Task objective
Each entry must appear in the answer exactly as given.

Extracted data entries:
Start of Block

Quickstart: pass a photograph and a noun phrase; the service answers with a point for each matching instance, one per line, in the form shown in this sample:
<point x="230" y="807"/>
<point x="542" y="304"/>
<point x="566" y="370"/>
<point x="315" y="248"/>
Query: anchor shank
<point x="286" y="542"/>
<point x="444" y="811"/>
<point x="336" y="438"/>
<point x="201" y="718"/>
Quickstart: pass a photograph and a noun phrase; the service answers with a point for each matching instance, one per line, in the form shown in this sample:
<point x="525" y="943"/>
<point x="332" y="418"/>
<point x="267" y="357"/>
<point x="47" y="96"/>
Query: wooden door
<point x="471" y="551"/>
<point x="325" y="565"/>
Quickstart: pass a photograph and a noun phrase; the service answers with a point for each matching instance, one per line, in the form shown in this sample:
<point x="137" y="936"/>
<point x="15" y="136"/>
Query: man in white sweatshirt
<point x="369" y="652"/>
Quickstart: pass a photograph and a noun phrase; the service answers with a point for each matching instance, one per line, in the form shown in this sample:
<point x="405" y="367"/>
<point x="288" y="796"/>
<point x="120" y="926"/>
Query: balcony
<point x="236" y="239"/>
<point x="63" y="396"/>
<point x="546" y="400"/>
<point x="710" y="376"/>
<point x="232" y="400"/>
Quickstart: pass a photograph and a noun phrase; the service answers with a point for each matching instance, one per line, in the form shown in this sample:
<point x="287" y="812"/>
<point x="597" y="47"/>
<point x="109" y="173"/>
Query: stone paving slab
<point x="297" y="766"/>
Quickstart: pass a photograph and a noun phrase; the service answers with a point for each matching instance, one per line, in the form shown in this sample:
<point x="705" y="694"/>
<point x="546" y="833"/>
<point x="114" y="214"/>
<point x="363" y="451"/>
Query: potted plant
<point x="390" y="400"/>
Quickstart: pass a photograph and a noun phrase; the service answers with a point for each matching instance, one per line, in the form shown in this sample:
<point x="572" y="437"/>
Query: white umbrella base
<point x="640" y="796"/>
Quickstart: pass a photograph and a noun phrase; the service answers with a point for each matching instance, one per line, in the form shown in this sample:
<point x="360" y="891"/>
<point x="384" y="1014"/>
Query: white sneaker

End of Block

Your solution
Quickstart: pass a photograph and a noun phrase; the service answers with a point for each matching instance, one per line, in the form shown in this sample:
<point x="230" y="807"/>
<point x="542" y="304"/>
<point x="566" y="370"/>
<point x="315" y="248"/>
Query: anchor shank
<point x="286" y="542"/>
<point x="444" y="811"/>
<point x="336" y="438"/>
<point x="201" y="718"/>
Quickstart: pass a photograph and a noun phrase; the service answers with a point for each matching instance, one per line, in the form shown in this sample:
<point x="525" y="943"/>
<point x="332" y="418"/>
<point x="267" y="357"/>
<point x="47" y="96"/>
Query: wooden door
<point x="471" y="551"/>
<point x="325" y="565"/>
Quickstart: pass a photograph and a noun phrase; the service answers with a point for each matching instance, one per line, in the form shown in this sample:
<point x="137" y="936"/>
<point x="15" y="136"/>
Query: man in white sweatshirt
<point x="369" y="652"/>
Quickstart: pass a photograph and a noun phrase; the service answers with a point for each matching instance, one per line, in the form shown in this sample:
<point x="405" y="367"/>
<point x="288" y="796"/>
<point x="120" y="926"/>
Query: balcony
<point x="236" y="239"/>
<point x="63" y="396"/>
<point x="546" y="400"/>
<point x="710" y="376"/>
<point x="232" y="400"/>
Quickstart: pass a photograph and a noun phrase; the service answers with a point for each matching instance, one per line, in the form shown in this sample:
<point x="287" y="812"/>
<point x="597" y="47"/>
<point x="109" y="173"/>
Query: stone paving slab
<point x="297" y="766"/>
Quickstart: pass a photograph and a noun phrase; the service answers with a point for each matching instance, one per line, in the form shown in this sample:
<point x="705" y="694"/>
<point x="546" y="833"/>
<point x="114" y="214"/>
<point x="363" y="451"/>
Query: potted plant
<point x="390" y="400"/>
Quickstart: pass a photograph and a noun phrase; the service answers with a point for each matching instance, one per line, in the form shown in this sample:
<point x="572" y="437"/>
Query: white umbrella base
<point x="640" y="796"/>
Quickstart: pass a photograph and a noun phrase; the service answers with a point for each matching instance, one per line, in the form shown in this sample:
<point x="360" y="891"/>
<point x="384" y="1014"/>
Query: white sneaker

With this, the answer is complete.